Please copy all of the records below line for line, with no changes. Leave the pictures out of your answer.

— START OF Exercise materials —

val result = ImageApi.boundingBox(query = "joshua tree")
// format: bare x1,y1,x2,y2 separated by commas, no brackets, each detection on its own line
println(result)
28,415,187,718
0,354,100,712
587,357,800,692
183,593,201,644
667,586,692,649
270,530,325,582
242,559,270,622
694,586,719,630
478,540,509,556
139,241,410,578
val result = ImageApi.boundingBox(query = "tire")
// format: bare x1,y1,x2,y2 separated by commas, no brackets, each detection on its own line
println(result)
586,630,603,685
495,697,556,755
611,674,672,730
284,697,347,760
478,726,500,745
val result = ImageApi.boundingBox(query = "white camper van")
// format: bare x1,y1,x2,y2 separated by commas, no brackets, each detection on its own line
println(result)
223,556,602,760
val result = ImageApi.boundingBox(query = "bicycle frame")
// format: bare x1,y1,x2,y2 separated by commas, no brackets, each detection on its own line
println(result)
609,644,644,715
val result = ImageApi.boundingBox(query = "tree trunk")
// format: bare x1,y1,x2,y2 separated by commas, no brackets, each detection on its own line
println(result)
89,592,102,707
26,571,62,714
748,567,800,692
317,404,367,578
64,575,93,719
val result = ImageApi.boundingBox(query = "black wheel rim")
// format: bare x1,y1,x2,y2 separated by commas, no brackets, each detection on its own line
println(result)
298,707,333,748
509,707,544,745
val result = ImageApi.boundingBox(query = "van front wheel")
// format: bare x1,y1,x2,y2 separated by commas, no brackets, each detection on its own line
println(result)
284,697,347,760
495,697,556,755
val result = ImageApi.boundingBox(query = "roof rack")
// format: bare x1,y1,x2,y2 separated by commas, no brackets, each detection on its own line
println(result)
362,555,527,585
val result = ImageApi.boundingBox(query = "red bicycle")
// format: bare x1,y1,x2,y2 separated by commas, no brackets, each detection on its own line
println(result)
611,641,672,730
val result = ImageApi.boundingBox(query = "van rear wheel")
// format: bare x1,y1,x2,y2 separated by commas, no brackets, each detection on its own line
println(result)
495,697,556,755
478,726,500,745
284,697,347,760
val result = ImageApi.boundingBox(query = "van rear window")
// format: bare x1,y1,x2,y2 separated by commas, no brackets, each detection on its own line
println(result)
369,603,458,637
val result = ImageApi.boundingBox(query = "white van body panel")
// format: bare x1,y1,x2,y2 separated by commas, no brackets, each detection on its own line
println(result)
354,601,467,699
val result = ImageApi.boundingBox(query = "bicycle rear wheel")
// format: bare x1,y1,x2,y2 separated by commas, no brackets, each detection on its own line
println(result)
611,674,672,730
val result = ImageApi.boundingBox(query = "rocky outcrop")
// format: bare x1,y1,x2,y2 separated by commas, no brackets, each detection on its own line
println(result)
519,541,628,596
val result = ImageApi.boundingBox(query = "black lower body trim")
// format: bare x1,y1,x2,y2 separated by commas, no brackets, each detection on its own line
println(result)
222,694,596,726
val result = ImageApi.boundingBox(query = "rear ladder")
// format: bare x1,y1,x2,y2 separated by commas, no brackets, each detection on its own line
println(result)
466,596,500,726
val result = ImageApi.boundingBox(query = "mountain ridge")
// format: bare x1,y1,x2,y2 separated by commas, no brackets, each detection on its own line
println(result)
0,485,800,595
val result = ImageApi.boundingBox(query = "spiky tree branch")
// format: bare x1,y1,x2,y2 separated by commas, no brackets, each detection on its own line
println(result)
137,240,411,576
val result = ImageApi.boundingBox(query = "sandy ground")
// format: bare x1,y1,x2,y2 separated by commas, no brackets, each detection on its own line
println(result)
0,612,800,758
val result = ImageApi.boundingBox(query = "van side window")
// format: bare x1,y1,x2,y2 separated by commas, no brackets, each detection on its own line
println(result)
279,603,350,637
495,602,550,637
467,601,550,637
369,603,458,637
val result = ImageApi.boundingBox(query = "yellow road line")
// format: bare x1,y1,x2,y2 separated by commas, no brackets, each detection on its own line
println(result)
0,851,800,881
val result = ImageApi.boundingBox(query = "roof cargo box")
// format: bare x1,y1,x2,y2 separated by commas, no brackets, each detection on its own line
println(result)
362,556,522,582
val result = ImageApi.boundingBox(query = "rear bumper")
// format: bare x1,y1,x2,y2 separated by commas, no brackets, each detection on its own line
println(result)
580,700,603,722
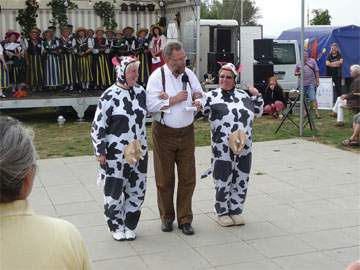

— END OF Exercise materials —

* In response:
val result = ImageApi.boundingBox(query = "joshua tree")
// format: bare x1,y1,x2,y2 separated by commas, no brackets, each detection on its own line
println(result)
28,415,187,718
0,354,100,712
587,357,800,692
183,593,201,644
667,586,692,649
270,530,325,582
242,559,270,622
694,586,719,630
478,540,509,556
139,241,410,578
val result = ImageApi.boundingBox(query = "tire")
// format: bare x1,y1,x2,y2 separated by commas, no brackets, each detection on its own line
println(result)
586,630,603,685
495,697,556,755
611,674,672,730
284,697,347,760
478,726,500,745
val result = ImageApi.boundingBox(query = "white camper van")
// format: bare x1,y1,x2,y2 separated by commas, no brackets, each detection on its own line
println(result)
223,556,602,760
val result = ImageApi.boundingBox(query = "bicycle frame")
// format: bare x1,y1,x2,y2 separated by commas, no brackets, each detection on its own line
println(result)
609,644,644,715
val result = ImageApi.boundingBox(query = "tree trunk")
// format: bare x1,y1,x2,y2 separated by commas, no brackets, each detection on its own line
println(result)
89,592,102,707
26,571,62,714
748,567,800,692
317,404,367,578
64,575,93,719
val result = ImageApi.boundingBox(query = "black wheel rim")
// format: bare x1,y1,x2,y2 separated by commas, no brackets, each detection on its own line
println(result)
298,707,333,748
509,707,544,745
val result = ImageApi.boundingBox(query = "van front wheel")
// format: bare x1,y1,x2,y2 separated by commas, no brackets, each detection on its own line
println(result)
284,697,347,760
495,697,556,755
val result = ImageApi.boundingBox(query = "roof rack")
// format: bare x1,y1,x2,y2 separated by commas, no brackets, each detection on its own line
println(result)
362,555,527,585
val result = ImageApi.boundingBox(query = "red bicycle")
// format: bare x1,y1,x2,y2 separated by commas, no brackets, each detection on its own line
println(result)
611,641,672,730
val result = ImageApi.boundingBox(query = "van rear wheel")
// format: bare x1,y1,x2,y2 separated by commas, no brackets, each detection on its own line
println(result)
495,697,556,755
478,726,500,745
284,697,347,760
val result = ImageApi.boundingBox(query = "van rear window")
// format: bare x1,y1,x2,y2 separated by commas, no brackets, each detection on its own line
println(result)
369,603,458,637
val result = ImageApi.boundingBox(query = "white van body panel")
// format: bare x1,y1,x2,y2 separated by commas, no brackets, each detection on its own line
println(result)
354,601,467,699
val result = ImageApi.boundingBox(query = "bicycle rear wheel")
// format: bare x1,y1,x2,y2 separated by commas, no brackets, each detection on its own line
println(result)
611,674,672,730
val result = ImageApi.boundingBox(query = "rocky outcrop")
// format: bare x1,y1,x2,y2 separated by commas, no brackets, each detection on its own line
println(result)
519,541,628,596
val result = ImageApi.boundingBox(query = "black lower body trim")
// format: bare x1,y1,x2,y2 separated by commas, no brackets, each detection on its own line
println(result)
222,694,596,726
val result = ImageApi.boundingBox(query = "rear ladder")
// format: bare x1,y1,x2,y2 separated by commas, no brackets, each detection on its own line
println(result)
466,596,500,726
val result = ImageApi.boundingBox(query = "mountain ridge")
// format: bare x1,y1,x2,y2 separated by commas, no brackets, each detection on its own line
println(result)
0,485,800,595
val result = ImageApi.boundingBox(query = "spiky tree branch")
// format: bare x1,y1,x2,y2 separated by commas, no brackets, each detection on its own line
println(result)
137,240,411,576
val result = ImageApi.boundingBox(query = "sandy ground")
// format: bare x1,y1,x2,y2 separated by commas, no brackets, each detection on its own line
println(result)
0,612,800,758
val result = ImageApi.boundingBox(query = "van side window")
// format: bare x1,y1,x2,y2 separated by commas, no brackets, each detection on its own line
println(result)
279,603,350,637
495,602,550,637
467,601,550,637
369,603,458,637
val result = ImageApi.boundingBox(query = "yellow road line")
// format: bare x1,y1,x2,y2 separated by commas, no brackets, each detection on its own line
println(result)
0,851,800,881
val result = ImageApi.boundingBox(query = "roof cargo box")
// format: bare x1,y1,x2,y2 separated by commas, no brackets, each detection on its own line
println(result)
362,556,522,582
val result = ImageApi.boundingBox(query = "rear bumper")
// format: bare x1,y1,x2,y2 separated by commas, no brackets, each detection on its own line
println(result)
580,700,603,722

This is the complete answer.